**Work required**
Write the next part of the passage below about hard and soft astrological aspects, starting right after its final sentence.

**Article**
#####

I have attempted repeatedly to explain the difference in such a way that sextiles and trines represent a state of things, whereas squares and oppositions signify an action or an event. [Walter] KOCH says quite rightly that in modern scientific astrology all aspects must be considered equal but only that their potency or effect may be stronger or weaker as the case may be. He prefers a division into "soft" (sextile, trine) and "hard" (square, opposition) aspects.
Fagan and Ebertin, while highly respected by their peers, were definitely seen as radicals. Both were openly out to remake astrology in non-trivial ways, to reinvent it from the ground up. This always makes one a bit more suspicious to the crowd than equally respected people who stay in the mainstream. But, planted right in the middle of the mainstream, at the heart of mainstream astrology, was one of the most respected voices of all, Britain's "dean of astrology," Charles E.O. Carter... and, in an important book on interpreting astrological aspects, he came forward with substantially the same view, but framed more in the language of the mainstream and tradition, and therefore more easily comprehensible to most of his readers. I don't have much of Fagan's Tropical writings (or his thoughts earlier than 1944), and I recognize that Ebertin was influenced by Witte, but - those possible exceptions acknowledged, Carter may have been the first major voice to drive this new perspective home.

#####

Dataset excerpts on object pointing
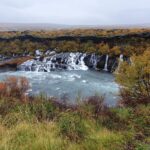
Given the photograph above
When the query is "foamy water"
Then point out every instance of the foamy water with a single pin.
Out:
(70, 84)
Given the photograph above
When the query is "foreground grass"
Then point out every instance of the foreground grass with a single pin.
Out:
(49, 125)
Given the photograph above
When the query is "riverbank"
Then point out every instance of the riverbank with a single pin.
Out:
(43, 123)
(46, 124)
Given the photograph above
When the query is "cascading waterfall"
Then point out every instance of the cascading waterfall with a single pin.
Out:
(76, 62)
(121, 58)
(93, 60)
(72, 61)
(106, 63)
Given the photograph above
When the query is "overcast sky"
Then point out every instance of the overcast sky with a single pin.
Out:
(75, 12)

#####

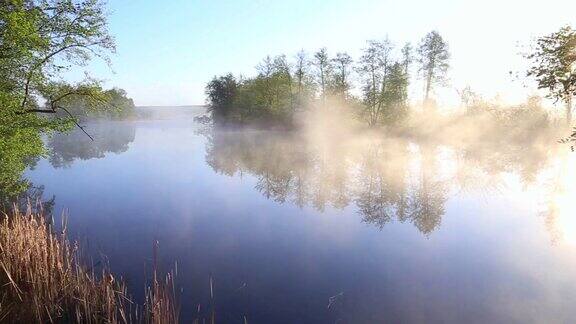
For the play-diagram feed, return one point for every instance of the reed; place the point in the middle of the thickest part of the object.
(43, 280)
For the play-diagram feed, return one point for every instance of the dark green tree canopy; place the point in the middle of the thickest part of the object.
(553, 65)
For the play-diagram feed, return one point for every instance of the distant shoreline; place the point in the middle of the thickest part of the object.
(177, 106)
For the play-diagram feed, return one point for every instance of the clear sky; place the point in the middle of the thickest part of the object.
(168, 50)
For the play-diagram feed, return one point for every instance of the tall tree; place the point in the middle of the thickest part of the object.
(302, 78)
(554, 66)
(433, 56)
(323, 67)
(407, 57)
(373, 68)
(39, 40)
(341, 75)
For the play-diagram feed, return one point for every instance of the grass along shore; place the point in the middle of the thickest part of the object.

#####

**The answer**
Here is a long excerpt from Carter's 1930 "Introduction." I don't endorse every word but, when you shake out the author-choices, I eventually agree with most of it. At the moment, besides sharing this long quote I'm also reflective on meta-communications in his words and wondering what assumptions, considerations, and definitions implicit in his writings might have driven the aspect conversation in the intervening decades and whether we have unconsciously accepted assumptions that aren't necessarily true. In any case, here is a lovely radicalism from one of Britain's gentlest (while most brilliant) astrological souls.
Charles E.O. Carter wrote:It must be noted that any configuration may be considered good or bad from two points of view - happiness and achievement. The benefic planets and aspects undoubtedly are most favourable to the former, but they are by no means good for success or attainment, in and by themselves, since they incline to tranquil and uneventful conditions and the less noble alternative of the "Choice of Herakles." On the other hand, a horoscope almost entirely dominated by the malefic planets and by inharmonious aspects will, as a rule, break the native through repeated obstacles and misfortunes. Hence, for achievement, a mixed map is best, affording both opportunity and incentive. Inharmonious aspects cause misfortunes, but they do not forbid success,whereas a natus of good aspects (such as that of the Buddhist Prince who became a monk, Notable Nativities, No. 178) indicates a shrinking from mundane responsibilities.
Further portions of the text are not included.